• _Exercise requirements_
Give the lines starting at the one containing "may contain boy" and running through the last line again, with "matching regions" changed to "relevant areas" and nothing else altered.

• _Dataset_

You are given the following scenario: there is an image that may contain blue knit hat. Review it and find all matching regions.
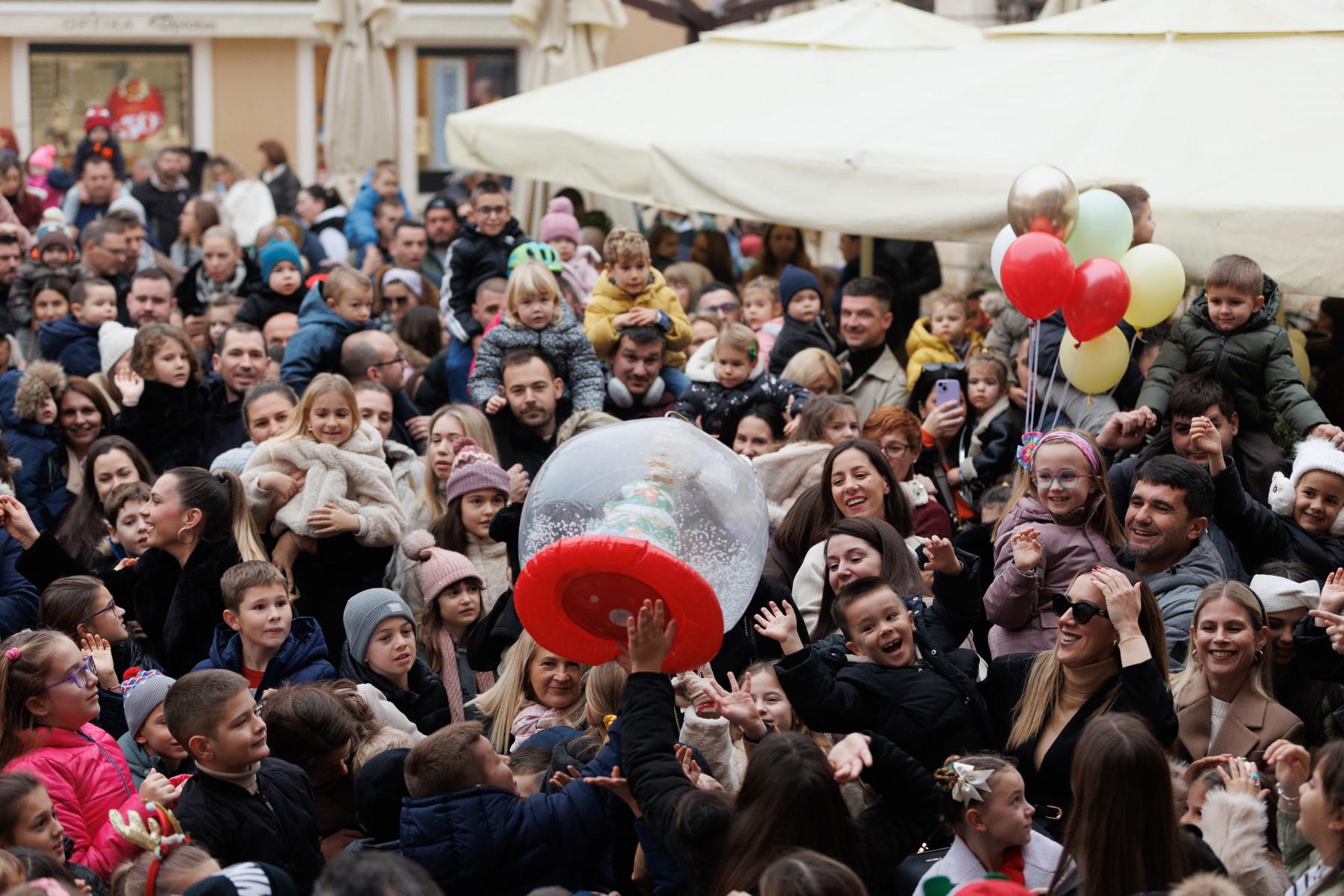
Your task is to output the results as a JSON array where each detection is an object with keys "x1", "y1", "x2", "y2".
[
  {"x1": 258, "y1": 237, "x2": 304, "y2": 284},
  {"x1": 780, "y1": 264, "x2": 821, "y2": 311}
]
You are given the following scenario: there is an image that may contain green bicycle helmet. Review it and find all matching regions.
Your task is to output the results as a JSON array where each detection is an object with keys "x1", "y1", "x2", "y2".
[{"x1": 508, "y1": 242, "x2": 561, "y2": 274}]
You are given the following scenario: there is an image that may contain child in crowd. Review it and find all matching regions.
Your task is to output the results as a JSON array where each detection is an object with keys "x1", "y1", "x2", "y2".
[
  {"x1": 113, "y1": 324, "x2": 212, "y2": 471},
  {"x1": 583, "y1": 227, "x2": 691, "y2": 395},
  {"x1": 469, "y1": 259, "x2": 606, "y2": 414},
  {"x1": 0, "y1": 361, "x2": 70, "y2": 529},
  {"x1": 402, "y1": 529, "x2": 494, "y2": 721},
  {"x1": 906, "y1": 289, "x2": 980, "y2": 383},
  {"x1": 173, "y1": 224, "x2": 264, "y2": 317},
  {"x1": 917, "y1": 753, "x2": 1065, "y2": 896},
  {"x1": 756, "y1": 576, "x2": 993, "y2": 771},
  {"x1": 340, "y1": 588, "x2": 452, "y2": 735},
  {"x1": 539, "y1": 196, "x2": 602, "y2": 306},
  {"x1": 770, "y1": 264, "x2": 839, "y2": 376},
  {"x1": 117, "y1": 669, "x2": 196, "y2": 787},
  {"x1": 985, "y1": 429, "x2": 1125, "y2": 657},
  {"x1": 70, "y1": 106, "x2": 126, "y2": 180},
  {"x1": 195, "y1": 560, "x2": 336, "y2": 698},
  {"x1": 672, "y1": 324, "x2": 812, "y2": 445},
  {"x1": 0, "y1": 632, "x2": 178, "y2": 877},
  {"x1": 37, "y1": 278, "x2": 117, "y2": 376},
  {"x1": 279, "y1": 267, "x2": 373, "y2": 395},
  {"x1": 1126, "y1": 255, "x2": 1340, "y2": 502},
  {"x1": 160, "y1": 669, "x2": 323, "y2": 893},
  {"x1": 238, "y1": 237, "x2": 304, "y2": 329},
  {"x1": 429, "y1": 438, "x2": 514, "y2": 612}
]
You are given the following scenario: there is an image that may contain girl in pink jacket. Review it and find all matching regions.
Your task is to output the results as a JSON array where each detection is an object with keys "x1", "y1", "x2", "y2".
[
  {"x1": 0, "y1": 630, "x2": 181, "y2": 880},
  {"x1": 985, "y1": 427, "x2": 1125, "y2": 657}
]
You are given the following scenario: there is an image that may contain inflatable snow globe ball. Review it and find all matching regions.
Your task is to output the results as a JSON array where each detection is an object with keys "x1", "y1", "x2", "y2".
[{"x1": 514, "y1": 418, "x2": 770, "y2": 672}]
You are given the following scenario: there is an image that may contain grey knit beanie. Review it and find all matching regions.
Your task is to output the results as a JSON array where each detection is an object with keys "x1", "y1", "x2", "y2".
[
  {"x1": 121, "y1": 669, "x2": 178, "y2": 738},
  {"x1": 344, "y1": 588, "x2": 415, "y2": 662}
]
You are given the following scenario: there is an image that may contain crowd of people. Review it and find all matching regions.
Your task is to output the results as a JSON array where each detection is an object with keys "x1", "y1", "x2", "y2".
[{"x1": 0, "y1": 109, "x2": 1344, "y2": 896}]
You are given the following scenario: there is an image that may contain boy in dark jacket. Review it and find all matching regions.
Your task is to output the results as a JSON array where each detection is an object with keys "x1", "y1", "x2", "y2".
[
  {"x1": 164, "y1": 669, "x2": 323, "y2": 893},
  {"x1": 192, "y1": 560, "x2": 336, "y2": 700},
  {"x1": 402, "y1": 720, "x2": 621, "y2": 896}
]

• _Answer_
You are given the following scenario: there is an image that may contain boy in dark jacket. Review it and find all relevant areas.
Your task is to output the results as a JSON array where each detection is an object with keys "x1", "y1", "x2", "y2".
[
  {"x1": 164, "y1": 669, "x2": 323, "y2": 893},
  {"x1": 192, "y1": 560, "x2": 336, "y2": 700},
  {"x1": 402, "y1": 720, "x2": 621, "y2": 896}
]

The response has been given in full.